WORK ORDER ▸ Once you reach the line that contains "of the aircraft", retype it and every line after it exactly, ending with the last line of the entries.

Segment Open

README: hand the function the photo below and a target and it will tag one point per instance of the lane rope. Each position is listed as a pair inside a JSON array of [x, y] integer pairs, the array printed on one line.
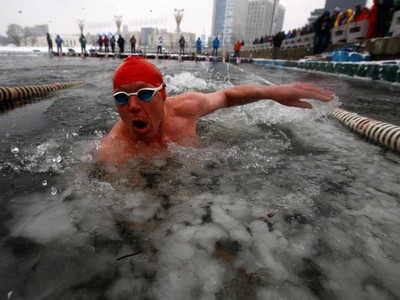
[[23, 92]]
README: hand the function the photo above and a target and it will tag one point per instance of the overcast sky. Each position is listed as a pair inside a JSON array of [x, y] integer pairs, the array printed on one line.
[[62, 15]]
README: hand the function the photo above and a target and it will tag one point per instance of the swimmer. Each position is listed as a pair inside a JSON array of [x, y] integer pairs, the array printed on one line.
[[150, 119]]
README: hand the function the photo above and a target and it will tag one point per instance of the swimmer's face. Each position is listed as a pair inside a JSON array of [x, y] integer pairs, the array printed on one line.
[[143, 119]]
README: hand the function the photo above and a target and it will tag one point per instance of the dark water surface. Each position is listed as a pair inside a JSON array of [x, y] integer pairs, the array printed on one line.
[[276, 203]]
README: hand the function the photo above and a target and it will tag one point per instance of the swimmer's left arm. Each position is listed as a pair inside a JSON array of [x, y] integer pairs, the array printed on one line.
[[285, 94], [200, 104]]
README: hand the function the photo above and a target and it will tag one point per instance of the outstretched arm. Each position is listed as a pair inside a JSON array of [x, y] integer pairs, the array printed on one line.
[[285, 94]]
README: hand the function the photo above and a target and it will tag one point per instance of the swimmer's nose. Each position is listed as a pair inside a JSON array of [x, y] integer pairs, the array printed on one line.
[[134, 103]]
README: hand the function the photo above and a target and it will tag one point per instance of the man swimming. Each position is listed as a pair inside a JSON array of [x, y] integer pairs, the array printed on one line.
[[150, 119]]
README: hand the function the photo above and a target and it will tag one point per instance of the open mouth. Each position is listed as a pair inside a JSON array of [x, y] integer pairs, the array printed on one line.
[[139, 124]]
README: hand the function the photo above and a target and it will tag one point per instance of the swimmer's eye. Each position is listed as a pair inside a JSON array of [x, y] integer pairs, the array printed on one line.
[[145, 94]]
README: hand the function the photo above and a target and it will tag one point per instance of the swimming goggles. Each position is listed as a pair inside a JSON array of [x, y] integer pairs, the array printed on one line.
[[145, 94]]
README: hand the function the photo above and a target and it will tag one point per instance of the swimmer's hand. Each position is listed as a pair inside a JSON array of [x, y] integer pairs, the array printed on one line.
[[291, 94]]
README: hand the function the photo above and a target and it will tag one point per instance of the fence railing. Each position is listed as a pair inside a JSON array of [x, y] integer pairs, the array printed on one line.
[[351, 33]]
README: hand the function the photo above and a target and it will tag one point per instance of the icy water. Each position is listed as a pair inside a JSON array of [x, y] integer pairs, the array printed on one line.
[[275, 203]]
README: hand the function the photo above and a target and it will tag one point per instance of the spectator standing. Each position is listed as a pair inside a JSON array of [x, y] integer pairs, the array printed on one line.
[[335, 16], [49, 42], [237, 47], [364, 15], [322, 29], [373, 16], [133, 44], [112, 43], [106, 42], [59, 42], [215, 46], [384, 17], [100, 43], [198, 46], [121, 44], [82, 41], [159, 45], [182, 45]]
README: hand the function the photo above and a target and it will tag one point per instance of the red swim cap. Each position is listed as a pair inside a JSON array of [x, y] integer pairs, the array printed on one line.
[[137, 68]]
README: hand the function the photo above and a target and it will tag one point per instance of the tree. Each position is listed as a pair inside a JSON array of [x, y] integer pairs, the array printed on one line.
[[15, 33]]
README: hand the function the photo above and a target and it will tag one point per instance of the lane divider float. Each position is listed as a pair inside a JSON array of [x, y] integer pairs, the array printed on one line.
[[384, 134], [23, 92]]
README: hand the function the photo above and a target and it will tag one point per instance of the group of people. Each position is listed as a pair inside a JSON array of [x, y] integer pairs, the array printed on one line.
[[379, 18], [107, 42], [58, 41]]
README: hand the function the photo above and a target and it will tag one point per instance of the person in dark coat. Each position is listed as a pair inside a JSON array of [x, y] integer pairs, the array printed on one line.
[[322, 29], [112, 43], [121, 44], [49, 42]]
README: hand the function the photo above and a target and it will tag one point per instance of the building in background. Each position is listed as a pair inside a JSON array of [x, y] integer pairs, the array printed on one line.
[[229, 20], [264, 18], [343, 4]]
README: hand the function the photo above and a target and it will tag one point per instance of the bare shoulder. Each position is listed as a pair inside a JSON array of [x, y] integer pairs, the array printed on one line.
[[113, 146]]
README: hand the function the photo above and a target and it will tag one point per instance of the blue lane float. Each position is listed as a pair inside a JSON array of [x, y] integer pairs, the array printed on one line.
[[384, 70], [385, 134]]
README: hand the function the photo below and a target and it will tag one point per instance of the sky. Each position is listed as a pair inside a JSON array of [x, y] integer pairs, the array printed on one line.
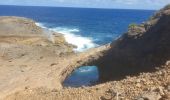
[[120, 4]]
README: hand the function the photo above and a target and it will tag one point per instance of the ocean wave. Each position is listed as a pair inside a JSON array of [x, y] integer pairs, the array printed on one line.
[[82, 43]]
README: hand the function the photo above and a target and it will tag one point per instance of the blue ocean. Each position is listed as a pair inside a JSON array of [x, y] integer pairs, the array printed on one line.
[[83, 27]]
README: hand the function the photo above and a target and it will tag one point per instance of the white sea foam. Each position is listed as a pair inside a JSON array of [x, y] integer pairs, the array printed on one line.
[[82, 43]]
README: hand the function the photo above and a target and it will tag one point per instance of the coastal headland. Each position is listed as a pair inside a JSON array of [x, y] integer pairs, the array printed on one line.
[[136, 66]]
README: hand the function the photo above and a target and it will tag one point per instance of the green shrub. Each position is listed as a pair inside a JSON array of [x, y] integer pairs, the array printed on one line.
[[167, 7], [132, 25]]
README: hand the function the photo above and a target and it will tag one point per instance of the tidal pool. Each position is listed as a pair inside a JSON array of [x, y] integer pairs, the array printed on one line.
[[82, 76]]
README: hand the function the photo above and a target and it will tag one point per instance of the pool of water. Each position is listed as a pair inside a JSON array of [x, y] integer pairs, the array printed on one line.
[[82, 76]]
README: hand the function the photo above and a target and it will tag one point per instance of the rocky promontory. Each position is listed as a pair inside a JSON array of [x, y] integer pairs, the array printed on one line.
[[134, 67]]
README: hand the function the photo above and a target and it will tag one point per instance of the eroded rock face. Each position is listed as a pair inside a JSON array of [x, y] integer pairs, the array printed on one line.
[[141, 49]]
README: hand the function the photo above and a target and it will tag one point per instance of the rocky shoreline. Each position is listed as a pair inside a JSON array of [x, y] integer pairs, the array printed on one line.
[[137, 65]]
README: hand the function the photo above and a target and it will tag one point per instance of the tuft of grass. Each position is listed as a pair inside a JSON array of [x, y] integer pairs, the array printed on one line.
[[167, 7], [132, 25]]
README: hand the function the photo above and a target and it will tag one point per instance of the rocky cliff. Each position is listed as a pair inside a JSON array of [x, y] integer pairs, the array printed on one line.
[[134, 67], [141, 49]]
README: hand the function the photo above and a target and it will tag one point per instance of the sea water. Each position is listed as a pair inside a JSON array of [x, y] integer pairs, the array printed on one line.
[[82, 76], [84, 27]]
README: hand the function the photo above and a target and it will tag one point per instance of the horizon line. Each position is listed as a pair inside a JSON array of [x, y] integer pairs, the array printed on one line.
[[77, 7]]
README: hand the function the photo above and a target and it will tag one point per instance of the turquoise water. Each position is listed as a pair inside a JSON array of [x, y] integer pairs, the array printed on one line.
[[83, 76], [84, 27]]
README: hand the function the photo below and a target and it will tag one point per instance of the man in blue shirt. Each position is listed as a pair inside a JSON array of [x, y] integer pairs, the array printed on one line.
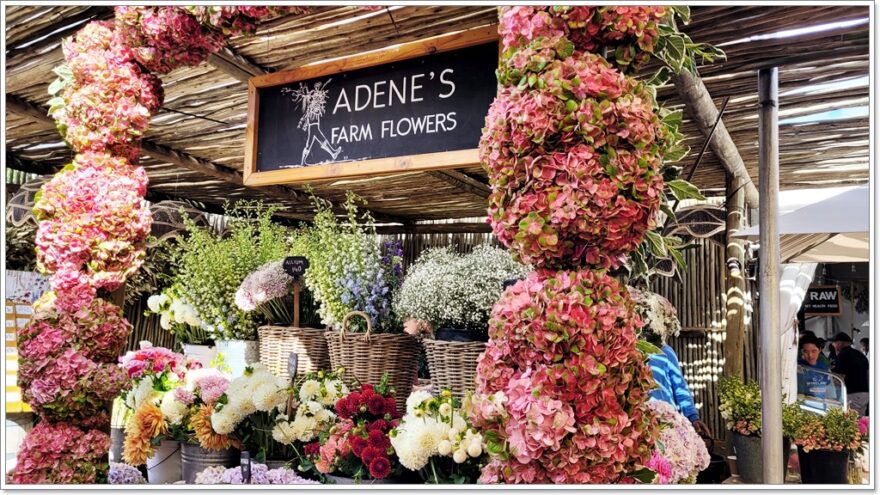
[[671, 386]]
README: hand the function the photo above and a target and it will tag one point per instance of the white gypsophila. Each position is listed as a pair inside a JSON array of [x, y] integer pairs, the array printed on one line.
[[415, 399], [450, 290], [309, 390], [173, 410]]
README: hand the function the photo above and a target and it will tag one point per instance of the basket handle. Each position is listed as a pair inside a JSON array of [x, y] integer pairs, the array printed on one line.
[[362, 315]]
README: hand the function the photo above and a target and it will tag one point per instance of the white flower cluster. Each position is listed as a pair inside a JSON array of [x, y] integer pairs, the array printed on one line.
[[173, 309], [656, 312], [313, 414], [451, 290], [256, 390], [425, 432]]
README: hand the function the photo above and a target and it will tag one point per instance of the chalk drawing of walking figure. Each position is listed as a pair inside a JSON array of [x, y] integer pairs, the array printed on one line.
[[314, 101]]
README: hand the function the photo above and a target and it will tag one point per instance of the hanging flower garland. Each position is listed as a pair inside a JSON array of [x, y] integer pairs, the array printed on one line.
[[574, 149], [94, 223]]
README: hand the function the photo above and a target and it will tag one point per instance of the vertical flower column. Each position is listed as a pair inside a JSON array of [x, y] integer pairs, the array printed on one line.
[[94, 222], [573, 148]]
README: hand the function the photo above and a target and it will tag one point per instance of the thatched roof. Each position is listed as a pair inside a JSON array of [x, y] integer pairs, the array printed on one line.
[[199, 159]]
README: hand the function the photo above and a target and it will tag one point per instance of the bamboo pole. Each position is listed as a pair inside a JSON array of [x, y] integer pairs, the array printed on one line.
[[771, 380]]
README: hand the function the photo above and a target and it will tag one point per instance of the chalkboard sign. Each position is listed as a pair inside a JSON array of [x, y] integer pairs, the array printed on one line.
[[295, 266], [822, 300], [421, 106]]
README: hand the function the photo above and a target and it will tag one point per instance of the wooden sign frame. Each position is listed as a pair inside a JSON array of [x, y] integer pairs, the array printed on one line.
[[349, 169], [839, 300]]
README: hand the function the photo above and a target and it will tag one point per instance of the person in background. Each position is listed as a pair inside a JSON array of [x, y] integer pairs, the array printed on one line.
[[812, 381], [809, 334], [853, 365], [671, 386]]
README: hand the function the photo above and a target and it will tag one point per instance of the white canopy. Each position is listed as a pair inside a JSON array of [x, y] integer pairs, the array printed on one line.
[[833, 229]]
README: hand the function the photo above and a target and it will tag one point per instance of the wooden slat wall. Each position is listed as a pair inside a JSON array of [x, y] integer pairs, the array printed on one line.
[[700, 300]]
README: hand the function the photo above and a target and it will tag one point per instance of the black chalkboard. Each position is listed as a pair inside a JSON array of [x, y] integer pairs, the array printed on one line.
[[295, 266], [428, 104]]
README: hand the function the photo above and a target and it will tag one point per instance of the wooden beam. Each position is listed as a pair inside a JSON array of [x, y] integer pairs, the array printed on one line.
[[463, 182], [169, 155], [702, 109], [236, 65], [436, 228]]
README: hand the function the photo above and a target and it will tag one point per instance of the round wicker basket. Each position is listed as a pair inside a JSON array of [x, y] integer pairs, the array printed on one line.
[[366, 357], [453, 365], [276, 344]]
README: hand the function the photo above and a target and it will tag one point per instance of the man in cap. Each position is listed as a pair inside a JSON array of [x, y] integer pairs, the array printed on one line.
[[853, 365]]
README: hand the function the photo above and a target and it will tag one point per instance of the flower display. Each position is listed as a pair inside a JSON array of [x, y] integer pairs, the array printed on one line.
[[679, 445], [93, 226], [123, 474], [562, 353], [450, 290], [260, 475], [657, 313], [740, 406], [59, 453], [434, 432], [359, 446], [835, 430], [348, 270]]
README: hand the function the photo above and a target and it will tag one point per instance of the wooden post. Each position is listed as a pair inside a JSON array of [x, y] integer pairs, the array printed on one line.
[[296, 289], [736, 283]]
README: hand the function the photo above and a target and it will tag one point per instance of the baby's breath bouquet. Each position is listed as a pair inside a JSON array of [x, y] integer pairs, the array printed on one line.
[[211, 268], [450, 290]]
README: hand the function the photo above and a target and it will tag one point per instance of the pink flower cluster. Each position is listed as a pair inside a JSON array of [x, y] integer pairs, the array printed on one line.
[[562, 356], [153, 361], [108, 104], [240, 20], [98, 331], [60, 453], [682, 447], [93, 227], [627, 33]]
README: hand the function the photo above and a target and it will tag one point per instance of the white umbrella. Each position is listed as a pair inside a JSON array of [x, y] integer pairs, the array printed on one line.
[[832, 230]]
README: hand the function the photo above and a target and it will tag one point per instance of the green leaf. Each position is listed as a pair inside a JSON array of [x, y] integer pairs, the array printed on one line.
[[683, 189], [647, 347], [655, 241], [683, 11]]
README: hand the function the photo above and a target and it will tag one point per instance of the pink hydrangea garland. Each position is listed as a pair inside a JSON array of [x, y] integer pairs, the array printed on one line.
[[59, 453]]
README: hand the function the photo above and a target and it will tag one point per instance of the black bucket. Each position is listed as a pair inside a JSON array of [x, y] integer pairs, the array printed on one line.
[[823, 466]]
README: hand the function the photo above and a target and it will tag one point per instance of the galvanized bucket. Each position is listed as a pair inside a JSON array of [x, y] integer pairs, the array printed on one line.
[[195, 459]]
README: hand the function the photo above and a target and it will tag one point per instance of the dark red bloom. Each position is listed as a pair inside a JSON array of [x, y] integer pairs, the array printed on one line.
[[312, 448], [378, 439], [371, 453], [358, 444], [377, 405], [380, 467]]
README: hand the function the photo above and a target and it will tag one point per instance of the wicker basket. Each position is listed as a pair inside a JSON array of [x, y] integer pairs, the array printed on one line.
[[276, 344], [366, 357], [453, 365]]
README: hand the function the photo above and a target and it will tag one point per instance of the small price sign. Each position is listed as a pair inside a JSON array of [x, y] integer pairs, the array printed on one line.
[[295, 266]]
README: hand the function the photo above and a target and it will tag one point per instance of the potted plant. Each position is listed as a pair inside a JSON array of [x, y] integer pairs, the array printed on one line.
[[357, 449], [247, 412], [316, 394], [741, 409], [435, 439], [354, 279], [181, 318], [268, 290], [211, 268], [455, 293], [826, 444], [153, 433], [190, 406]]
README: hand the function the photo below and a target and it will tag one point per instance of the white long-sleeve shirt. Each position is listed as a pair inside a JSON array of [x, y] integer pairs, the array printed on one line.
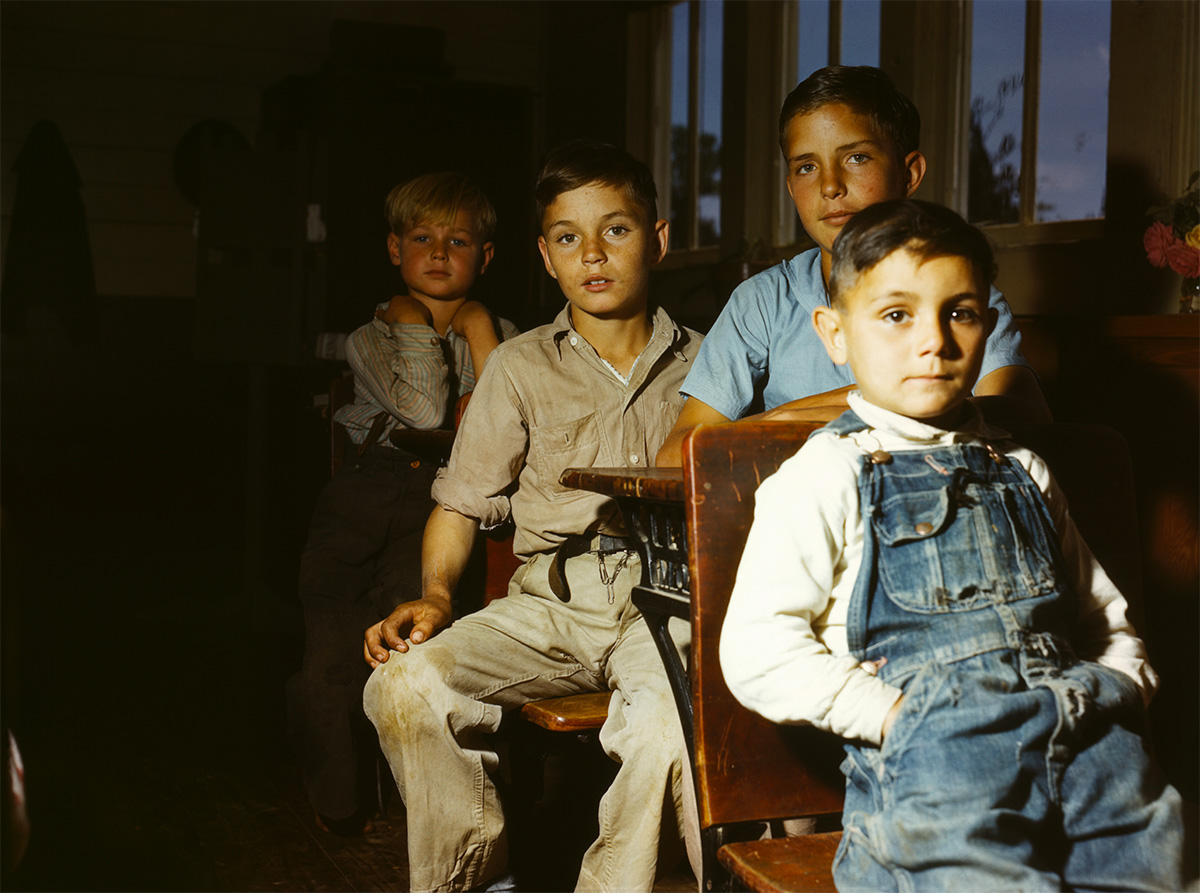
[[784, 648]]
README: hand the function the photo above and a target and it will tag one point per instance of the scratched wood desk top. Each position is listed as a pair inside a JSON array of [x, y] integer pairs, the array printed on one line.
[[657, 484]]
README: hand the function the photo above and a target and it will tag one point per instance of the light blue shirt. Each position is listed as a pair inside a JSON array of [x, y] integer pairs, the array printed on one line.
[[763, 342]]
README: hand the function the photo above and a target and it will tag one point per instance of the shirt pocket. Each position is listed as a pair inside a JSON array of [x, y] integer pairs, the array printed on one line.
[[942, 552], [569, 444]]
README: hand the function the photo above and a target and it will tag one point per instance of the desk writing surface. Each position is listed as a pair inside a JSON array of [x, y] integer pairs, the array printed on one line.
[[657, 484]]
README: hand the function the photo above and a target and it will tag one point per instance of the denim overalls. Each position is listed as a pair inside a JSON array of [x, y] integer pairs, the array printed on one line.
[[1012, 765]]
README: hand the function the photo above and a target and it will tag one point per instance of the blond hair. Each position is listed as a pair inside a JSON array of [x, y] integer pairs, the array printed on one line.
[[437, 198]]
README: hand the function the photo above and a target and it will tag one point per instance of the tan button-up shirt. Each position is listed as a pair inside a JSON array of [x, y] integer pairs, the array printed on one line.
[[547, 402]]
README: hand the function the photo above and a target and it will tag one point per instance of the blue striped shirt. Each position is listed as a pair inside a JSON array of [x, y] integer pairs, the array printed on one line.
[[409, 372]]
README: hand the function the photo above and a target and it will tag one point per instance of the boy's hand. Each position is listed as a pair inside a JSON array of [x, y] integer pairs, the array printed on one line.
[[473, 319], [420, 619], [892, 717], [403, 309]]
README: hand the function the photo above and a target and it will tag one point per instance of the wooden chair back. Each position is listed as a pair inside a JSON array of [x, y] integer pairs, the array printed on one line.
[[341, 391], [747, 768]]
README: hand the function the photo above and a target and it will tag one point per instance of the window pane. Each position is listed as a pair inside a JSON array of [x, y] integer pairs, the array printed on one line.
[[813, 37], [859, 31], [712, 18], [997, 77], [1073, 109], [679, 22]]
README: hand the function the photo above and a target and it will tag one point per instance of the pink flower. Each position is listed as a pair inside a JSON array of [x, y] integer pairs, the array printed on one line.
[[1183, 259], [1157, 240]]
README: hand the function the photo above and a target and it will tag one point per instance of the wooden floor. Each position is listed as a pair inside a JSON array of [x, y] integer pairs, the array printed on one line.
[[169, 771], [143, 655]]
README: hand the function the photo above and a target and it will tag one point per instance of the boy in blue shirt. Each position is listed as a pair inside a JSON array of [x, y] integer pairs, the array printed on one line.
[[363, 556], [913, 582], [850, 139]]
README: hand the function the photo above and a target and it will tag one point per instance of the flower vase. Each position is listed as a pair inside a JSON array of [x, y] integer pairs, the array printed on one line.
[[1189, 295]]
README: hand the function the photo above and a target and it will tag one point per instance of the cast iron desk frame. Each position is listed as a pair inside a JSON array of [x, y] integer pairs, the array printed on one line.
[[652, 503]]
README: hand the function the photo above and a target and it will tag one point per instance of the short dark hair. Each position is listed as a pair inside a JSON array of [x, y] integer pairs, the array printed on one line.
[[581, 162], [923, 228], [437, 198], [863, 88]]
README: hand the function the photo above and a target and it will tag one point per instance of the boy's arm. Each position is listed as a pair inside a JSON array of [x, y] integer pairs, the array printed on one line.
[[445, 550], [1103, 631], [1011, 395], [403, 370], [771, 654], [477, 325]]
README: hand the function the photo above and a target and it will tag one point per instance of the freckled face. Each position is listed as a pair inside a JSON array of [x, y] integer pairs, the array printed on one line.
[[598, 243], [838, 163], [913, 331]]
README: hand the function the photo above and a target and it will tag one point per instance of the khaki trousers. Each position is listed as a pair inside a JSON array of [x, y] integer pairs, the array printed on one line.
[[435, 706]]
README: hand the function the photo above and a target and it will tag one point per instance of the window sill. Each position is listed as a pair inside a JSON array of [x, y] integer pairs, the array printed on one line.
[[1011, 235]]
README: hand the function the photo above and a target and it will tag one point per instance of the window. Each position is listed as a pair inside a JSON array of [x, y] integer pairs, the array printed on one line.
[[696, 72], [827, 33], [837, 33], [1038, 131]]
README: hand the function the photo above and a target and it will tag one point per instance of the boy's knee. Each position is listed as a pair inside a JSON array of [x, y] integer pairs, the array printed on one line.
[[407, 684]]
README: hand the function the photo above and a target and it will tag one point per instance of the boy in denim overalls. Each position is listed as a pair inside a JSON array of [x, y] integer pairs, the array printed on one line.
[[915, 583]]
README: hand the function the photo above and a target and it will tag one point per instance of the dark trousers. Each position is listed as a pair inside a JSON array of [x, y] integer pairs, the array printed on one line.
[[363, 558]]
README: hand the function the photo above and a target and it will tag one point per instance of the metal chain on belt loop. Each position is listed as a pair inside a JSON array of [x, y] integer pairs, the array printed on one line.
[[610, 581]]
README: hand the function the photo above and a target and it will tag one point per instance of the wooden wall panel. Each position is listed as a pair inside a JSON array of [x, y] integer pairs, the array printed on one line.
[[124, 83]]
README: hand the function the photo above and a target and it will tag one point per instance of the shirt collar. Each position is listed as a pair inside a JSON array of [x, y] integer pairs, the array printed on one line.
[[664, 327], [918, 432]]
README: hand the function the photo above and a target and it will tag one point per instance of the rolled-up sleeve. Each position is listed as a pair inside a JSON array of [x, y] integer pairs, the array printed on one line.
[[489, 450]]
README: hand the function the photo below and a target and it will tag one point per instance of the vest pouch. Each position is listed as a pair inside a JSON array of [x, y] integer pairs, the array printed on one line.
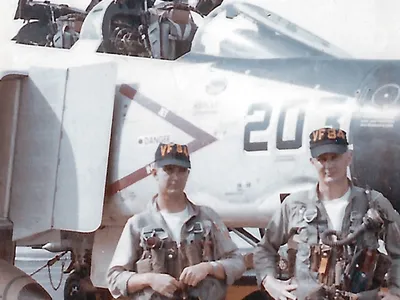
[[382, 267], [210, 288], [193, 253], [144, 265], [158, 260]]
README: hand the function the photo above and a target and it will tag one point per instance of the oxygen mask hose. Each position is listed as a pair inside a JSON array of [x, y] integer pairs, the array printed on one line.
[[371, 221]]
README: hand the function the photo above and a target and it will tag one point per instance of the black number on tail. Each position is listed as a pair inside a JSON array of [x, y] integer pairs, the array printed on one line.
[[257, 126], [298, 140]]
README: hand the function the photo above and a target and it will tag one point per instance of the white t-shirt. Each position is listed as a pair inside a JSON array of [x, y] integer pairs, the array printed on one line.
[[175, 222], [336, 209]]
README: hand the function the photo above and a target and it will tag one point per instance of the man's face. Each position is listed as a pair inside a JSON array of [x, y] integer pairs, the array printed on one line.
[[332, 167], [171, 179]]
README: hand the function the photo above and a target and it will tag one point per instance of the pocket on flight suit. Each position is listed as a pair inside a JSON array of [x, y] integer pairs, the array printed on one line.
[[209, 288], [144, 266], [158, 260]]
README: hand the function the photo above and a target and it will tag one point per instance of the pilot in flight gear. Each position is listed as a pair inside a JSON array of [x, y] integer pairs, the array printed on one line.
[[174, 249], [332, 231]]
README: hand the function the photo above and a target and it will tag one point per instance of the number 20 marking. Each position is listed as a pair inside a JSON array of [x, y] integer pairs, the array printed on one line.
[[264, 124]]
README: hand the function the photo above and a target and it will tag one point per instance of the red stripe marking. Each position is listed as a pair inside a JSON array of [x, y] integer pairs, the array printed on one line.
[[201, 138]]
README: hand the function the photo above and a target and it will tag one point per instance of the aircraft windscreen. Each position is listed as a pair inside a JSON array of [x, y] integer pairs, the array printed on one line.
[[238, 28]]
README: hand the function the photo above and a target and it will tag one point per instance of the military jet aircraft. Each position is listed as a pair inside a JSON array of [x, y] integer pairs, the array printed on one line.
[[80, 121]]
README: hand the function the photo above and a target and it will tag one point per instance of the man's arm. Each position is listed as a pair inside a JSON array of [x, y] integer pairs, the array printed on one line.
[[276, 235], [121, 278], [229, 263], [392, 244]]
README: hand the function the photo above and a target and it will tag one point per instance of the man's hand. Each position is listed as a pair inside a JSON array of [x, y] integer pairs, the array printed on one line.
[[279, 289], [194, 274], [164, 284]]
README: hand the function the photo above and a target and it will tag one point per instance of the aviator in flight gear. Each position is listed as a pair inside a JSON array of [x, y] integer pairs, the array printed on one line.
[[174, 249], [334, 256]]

Segment Closed

ANSWER ▸
README: hand the function the photo above and a target and it will tag one point per instance of the aircraft windscreen. Each position is listed as a pair inside a JSON array of [x, y] integer pairs, the array printed on one line.
[[238, 28]]
README: hand the function the photo above and a target and it will tag one point per instance of the military jet aircraft. Each position is listed as a pair inside a JSON array of [x, y] integer pairs, the array printed on one line.
[[80, 121]]
README: hand the function the photo above and a target and it will tag one point per instance of the man's arm. Each position is listed as a pair inside a JSON array of [x, y] integer pairs, the array printed on one line.
[[276, 235], [121, 278], [229, 263], [392, 244]]
README: hand the function the photo above and a target and it will tag one point per instance of the man's hand. Each position is listed as a pair inside a JSON array of [x, y] integer pairs, the array printed on one line.
[[279, 289], [194, 274], [164, 284]]
README: hand the function the photo above and a target and it will tag one point per instance of the aviator in flight gear. Each position is listed as a pair inside a JSON array of [x, y] integer pairs, the array printed on one line.
[[174, 249], [334, 256]]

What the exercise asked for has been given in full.